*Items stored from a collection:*
▶

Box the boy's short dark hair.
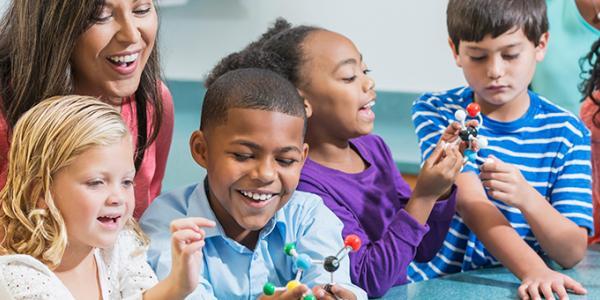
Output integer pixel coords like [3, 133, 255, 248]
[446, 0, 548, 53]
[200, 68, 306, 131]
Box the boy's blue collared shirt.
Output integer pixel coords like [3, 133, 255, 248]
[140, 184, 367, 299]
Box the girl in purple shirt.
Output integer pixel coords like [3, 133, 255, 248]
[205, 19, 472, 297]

◀
▶

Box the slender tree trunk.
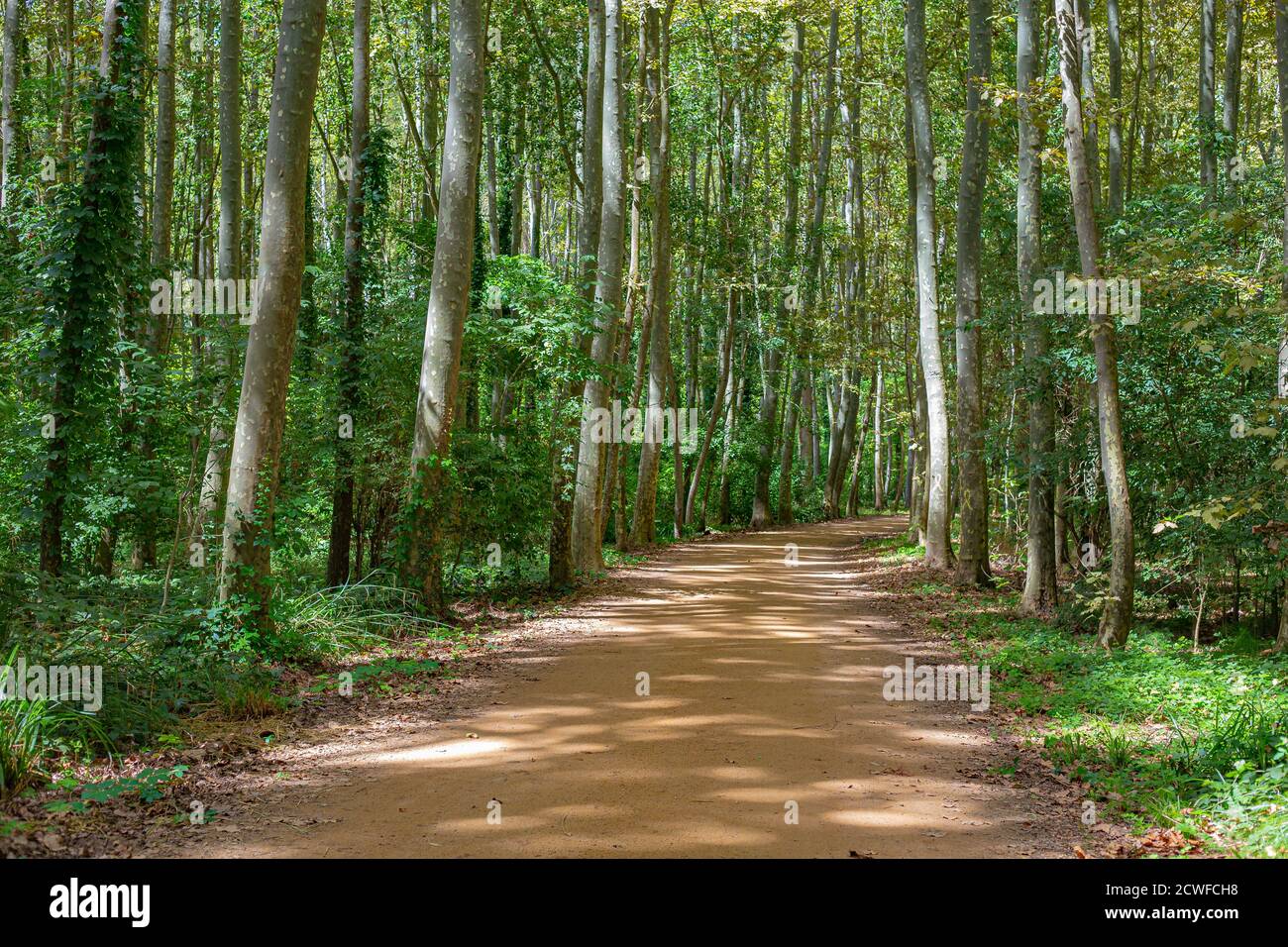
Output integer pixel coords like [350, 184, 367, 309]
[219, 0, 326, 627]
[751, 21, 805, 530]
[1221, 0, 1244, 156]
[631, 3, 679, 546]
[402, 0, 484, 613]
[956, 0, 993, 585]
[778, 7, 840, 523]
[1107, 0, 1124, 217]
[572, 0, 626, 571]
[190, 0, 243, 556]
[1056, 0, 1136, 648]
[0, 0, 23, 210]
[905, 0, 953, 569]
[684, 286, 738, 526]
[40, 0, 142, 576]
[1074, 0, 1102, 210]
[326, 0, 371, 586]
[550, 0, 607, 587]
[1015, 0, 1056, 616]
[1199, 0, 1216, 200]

◀

*To do:* Please count the rows above that contain the word "shirt", and reply with only that number.

*Completed exercise:* 2